• _Qué hay que hacer_:
1. Indica si cada afirmación coincide con el fragmento sobre la represión en Badajoz. Responde sí o no y cita las palabras del fragmento que lo deciden. (a) Yagüe se quedó en Badajoz del 14 al 18 de agosto. (b) La investigación sobre el saqueo terminó con castigos. (c) La resistencia en Badajoz fue mayor de lo que contaban los ocupantes.
2. Según el fragmento sobre la represión en Badajoz, ¿cuántos días duró el saqueo de la ciudad?
3. Retoma el fragmento sobre la represión en Badajoz a partir de su última oración.

• _Fragmento de origen_:
>>>>>
En definitiva, y por lo que a la matanza se refiere, podemos afirmar —en la línea ya señalada certeramente por Alberto Reig Tapia— que:
• Los golpistas sometieron Badajoz a una durísima represión por lo que la ciudad y provincia representaban (una zona de amplia implantación socialista vanguardia de la reforma agraria), por la resistencia ofrecida (mayor de la habitual aunque menor de la propagada por los ocupantes para justificar la matanza), y como advertencia para otros lugares de la ruta y especialmente para Madrid.
• En los días que permaneció Yagüe en Badajoz (del 14 al 18 de agosto), concretamente en los días 14 y 17, se efectuaron dos masacres en las que, además de las autoridades militares que habían permanecido fieles a la legalidad, cayeron todos los milicianos y carabineros que fueron capturados. Mientras no aparezcan los ficheros de la represión habremos de conformarnos con los datos numéricos ofrecidos por los periodistas que entraron en la ciudad y con los listados finales.
• Entretanto la ciudad fue entregada a los ocupantes y saqueada a capricho durante dos días, permitiéndose a moros y legionarios vender el botín en calles y plazas antes de partir. La gravedad de estos hechos obligó a la apertura de una investigación que, a pesar de la evidencia del escándalo, se archivó sin consecuencias.
<<<<<
• _Extractos de entradas_:
>>>>>
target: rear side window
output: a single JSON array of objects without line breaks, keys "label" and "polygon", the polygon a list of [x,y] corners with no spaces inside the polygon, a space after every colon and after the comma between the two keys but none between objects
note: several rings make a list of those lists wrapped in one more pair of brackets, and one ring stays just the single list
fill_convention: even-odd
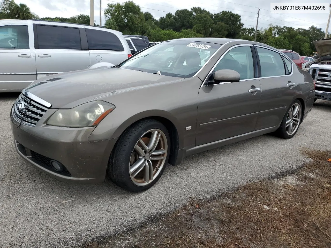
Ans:
[{"label": "rear side window", "polygon": [[288,59],[287,59],[285,57],[283,57],[284,59],[284,60],[285,61],[285,63],[286,65],[286,66],[287,66],[287,69],[289,70],[289,72],[290,72],[290,74],[291,74],[291,72],[292,72],[292,62],[288,60]]},{"label": "rear side window", "polygon": [[136,46],[140,47],[147,47],[147,45],[142,40],[134,39],[132,40],[133,44]]},{"label": "rear side window", "polygon": [[0,27],[0,49],[29,49],[27,26],[8,25]]},{"label": "rear side window", "polygon": [[133,46],[132,45],[132,44],[131,43],[131,42],[129,40],[125,40],[126,41],[126,42],[127,43],[127,44],[129,45],[129,47],[130,48],[130,49],[132,49],[134,50],[133,48]]},{"label": "rear side window", "polygon": [[81,49],[78,28],[36,25],[39,49]]},{"label": "rear side window", "polygon": [[124,51],[124,48],[116,35],[112,33],[85,28],[90,50]]},{"label": "rear side window", "polygon": [[293,59],[294,60],[299,60],[300,59],[300,57],[296,53],[294,53],[292,54],[292,57],[293,57]]},{"label": "rear side window", "polygon": [[[260,60],[261,76],[273,77],[286,75],[284,62],[278,53],[266,48],[257,47]],[[271,57],[267,60],[264,56]],[[264,57],[263,59],[260,57]]]},{"label": "rear side window", "polygon": [[290,59],[292,60],[293,59],[293,57],[292,56],[292,53],[284,52],[283,53],[284,53],[284,54],[286,54],[286,55],[287,55],[287,56],[288,56],[290,58]]}]

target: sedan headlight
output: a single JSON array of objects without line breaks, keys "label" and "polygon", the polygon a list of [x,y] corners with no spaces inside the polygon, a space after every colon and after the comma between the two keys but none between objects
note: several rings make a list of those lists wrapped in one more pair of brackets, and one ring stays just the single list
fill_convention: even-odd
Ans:
[{"label": "sedan headlight", "polygon": [[90,102],[73,108],[58,109],[48,119],[47,124],[67,127],[96,126],[114,109],[114,105],[103,101]]}]

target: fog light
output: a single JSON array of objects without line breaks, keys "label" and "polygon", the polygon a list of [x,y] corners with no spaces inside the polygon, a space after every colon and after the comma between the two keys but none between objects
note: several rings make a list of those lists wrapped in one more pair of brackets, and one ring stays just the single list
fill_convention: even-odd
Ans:
[{"label": "fog light", "polygon": [[51,160],[51,166],[57,171],[61,172],[64,170],[64,166],[60,162],[52,159]]}]

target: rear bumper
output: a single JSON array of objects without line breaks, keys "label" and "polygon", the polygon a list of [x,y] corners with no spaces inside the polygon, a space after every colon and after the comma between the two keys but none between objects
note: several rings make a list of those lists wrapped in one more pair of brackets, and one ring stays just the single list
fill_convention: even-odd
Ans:
[{"label": "rear bumper", "polygon": [[315,90],[315,98],[322,100],[331,101],[331,92],[327,92]]},{"label": "rear bumper", "polygon": [[[19,154],[30,163],[60,180],[95,183],[103,181],[117,139],[87,140],[94,128],[60,128],[45,125],[31,127],[19,123],[11,114],[11,127]],[[53,159],[66,167],[58,172],[50,166]]]}]

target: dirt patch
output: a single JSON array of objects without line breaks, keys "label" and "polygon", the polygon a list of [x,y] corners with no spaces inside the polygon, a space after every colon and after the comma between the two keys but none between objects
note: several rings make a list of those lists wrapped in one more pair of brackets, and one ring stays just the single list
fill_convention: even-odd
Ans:
[{"label": "dirt patch", "polygon": [[331,151],[280,178],[216,198],[192,200],[166,216],[81,248],[331,247]]}]

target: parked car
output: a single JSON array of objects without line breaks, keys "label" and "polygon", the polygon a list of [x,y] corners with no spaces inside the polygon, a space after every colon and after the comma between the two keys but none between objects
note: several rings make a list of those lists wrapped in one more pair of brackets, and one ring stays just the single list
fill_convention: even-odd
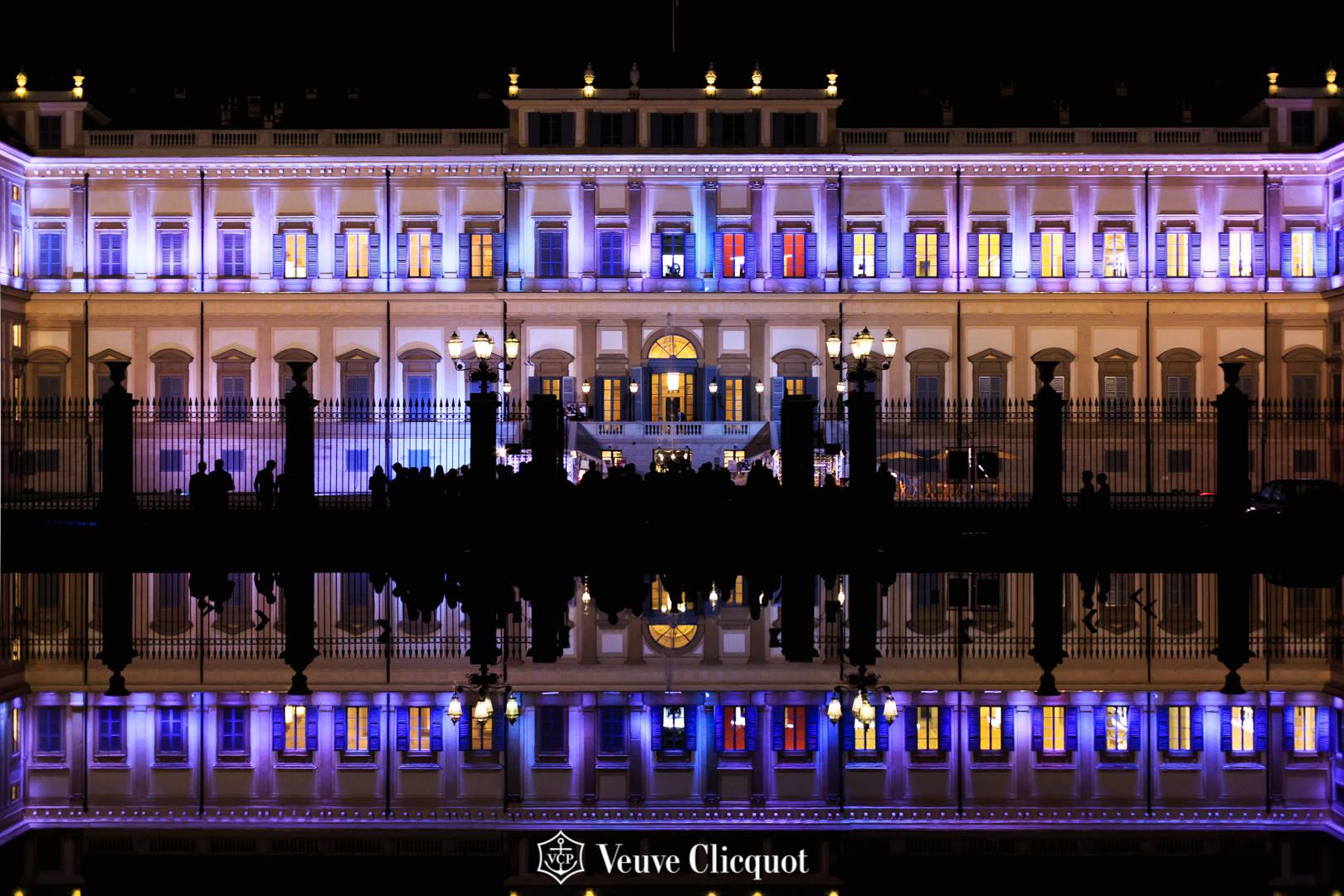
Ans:
[{"label": "parked car", "polygon": [[1273,480],[1251,496],[1247,512],[1344,513],[1344,489],[1329,480]]}]

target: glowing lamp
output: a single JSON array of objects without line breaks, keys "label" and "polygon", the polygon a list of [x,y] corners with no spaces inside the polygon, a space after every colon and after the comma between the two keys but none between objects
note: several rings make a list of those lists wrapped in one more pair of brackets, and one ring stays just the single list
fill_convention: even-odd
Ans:
[{"label": "glowing lamp", "polygon": [[827,336],[827,355],[840,357],[840,336],[835,330],[831,330],[831,336]]},{"label": "glowing lamp", "polygon": [[485,330],[476,330],[476,336],[472,337],[472,348],[476,349],[476,357],[484,361],[495,353],[495,340]]},{"label": "glowing lamp", "polygon": [[887,334],[882,337],[882,353],[887,357],[896,356],[896,336],[890,329]]}]

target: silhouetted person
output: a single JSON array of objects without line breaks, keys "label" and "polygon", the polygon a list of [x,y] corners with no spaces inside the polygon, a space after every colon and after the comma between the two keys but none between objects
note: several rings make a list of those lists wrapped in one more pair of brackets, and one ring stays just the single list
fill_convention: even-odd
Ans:
[{"label": "silhouetted person", "polygon": [[368,477],[368,490],[374,494],[374,509],[386,510],[387,509],[387,474],[383,473],[383,465],[379,463],[374,467],[374,476]]},{"label": "silhouetted person", "polygon": [[210,476],[206,473],[206,462],[196,465],[196,472],[187,482],[188,506],[192,510],[204,510],[210,506]]},{"label": "silhouetted person", "polygon": [[262,510],[276,506],[276,462],[266,461],[266,466],[257,470],[253,478],[253,490],[257,493],[257,502]]}]

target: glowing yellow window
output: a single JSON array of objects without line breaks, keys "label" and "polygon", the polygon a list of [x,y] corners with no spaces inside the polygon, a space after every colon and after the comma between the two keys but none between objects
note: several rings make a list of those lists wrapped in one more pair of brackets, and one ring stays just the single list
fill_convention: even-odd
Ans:
[{"label": "glowing yellow window", "polygon": [[1001,255],[1000,255],[1003,246],[1003,234],[999,232],[977,234],[976,242],[978,243],[978,246],[976,247],[977,250],[976,275],[1003,277]]}]

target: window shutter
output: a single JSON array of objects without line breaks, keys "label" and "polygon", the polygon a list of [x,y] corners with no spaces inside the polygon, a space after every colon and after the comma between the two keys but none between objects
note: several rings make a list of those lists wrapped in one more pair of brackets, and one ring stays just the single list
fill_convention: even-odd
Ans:
[{"label": "window shutter", "polygon": [[406,707],[398,707],[396,708],[396,748],[398,750],[405,751],[405,750],[410,748],[410,731],[411,731],[410,709],[407,709]]},{"label": "window shutter", "polygon": [[430,752],[444,750],[444,708],[434,707],[429,711],[429,748]]},{"label": "window shutter", "polygon": [[345,707],[332,709],[332,748],[345,752]]}]

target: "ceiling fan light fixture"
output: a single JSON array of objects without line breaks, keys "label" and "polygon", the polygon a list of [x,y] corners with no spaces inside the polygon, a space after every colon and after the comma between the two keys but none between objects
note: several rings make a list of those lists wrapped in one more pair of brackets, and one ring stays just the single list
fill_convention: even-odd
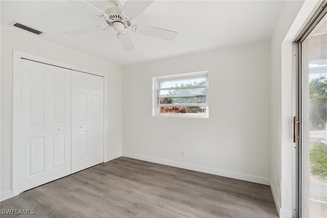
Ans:
[{"label": "ceiling fan light fixture", "polygon": [[119,21],[112,23],[112,28],[116,32],[121,32],[125,29],[124,24]]}]

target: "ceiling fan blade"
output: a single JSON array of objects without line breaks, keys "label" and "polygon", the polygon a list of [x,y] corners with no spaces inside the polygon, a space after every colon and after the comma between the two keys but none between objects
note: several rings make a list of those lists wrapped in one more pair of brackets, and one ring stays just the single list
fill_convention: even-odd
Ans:
[{"label": "ceiling fan blade", "polygon": [[95,27],[87,27],[86,28],[66,32],[63,33],[63,34],[71,36],[80,36],[89,33],[103,31],[104,30],[106,30],[107,29],[107,27],[96,26]]},{"label": "ceiling fan blade", "polygon": [[154,0],[128,0],[123,7],[123,13],[130,18],[135,18],[153,3],[153,2]]},{"label": "ceiling fan blade", "polygon": [[173,41],[177,36],[177,32],[149,26],[136,26],[135,32],[156,38]]},{"label": "ceiling fan blade", "polygon": [[70,3],[72,3],[75,5],[76,7],[80,8],[81,9],[85,11],[89,11],[91,14],[102,15],[102,14],[107,14],[105,12],[99,8],[94,6],[92,5],[89,4],[87,2],[81,0],[81,1],[69,1],[67,0]]},{"label": "ceiling fan blade", "polygon": [[129,35],[126,33],[119,32],[117,33],[117,38],[119,42],[123,47],[123,49],[125,52],[128,52],[130,51],[133,51],[135,49],[134,48],[134,45],[132,42]]}]

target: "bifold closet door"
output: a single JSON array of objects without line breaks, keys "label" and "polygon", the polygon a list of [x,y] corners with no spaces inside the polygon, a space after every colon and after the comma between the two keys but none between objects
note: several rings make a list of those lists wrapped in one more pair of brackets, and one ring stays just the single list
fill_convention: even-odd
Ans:
[{"label": "bifold closet door", "polygon": [[20,191],[71,174],[70,70],[21,59]]},{"label": "bifold closet door", "polygon": [[103,162],[104,81],[72,71],[72,173]]}]

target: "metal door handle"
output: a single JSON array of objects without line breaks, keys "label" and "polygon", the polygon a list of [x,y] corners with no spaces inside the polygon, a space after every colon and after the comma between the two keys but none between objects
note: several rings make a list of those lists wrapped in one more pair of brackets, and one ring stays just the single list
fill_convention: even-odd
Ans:
[{"label": "metal door handle", "polygon": [[296,123],[299,123],[299,121],[296,121],[296,117],[293,117],[293,142],[296,142],[296,139],[299,139],[300,137],[296,136]]}]

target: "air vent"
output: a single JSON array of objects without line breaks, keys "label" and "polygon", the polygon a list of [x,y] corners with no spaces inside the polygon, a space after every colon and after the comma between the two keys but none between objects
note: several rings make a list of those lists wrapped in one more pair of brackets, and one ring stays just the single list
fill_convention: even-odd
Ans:
[{"label": "air vent", "polygon": [[24,30],[26,30],[27,31],[31,32],[31,33],[35,33],[37,35],[40,35],[43,33],[41,31],[39,31],[38,30],[36,30],[35,29],[31,28],[30,27],[27,27],[25,25],[23,25],[21,24],[19,24],[19,23],[14,23],[13,26],[16,27],[18,27],[18,28],[22,29]]}]

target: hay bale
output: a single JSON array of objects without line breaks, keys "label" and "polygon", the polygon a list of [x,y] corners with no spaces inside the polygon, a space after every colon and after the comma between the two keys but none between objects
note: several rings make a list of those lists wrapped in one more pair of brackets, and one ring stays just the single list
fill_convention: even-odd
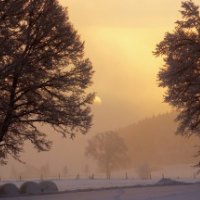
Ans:
[{"label": "hay bale", "polygon": [[27,181],[21,185],[20,193],[21,194],[39,194],[41,193],[41,188],[38,183]]},{"label": "hay bale", "polygon": [[0,195],[16,196],[19,195],[19,189],[13,183],[6,183],[0,186]]},{"label": "hay bale", "polygon": [[52,181],[42,181],[39,183],[41,191],[43,193],[54,193],[58,192],[57,185]]}]

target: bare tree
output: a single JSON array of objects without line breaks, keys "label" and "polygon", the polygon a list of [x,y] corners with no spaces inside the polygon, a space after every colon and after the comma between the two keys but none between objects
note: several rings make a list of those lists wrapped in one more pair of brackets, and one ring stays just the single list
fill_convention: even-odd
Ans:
<<<<<
• _Resultados finales_:
1.
(a) Sí: "del 14 al 18 de agosto".
(b) No: "se archivó sin consecuencias".
(c) No: "mayor de la habitual aunque menor de la propagada por los ocupantes para justificar la matanza".

2. Dos días.

3.
• Desbordados por la gran cantidad de cadáveres que se acumularon desde los primeros momentos, se optó —debido a lo caótico de la situación y al peligro que representaban para la salud pública— por quemar los cuerpos después de apilarlos en hileras en la explanada interior del cementerio. A los pocos días, como había sido habitual en las demás ciudades ocupadas, se abrieron fosas comunes.
• Como demuestra el largo listado de víctimas de Badajoz, una vez que las fuerzas de Yagüe se alejaron, la represión de todo lo relacionado con la República prosiguió de manera inmisericorde durante años a cargo de los grupos militares y paramilitares orientados por la oligarquía local.
• Desde el momento en que se produjo y a lo largo de la dictadura se ocultó la matanza, primero silenciándola y luego negándola, e impidiendo siempre que fue posible la inscripción de las víctimas en el Registro Civil.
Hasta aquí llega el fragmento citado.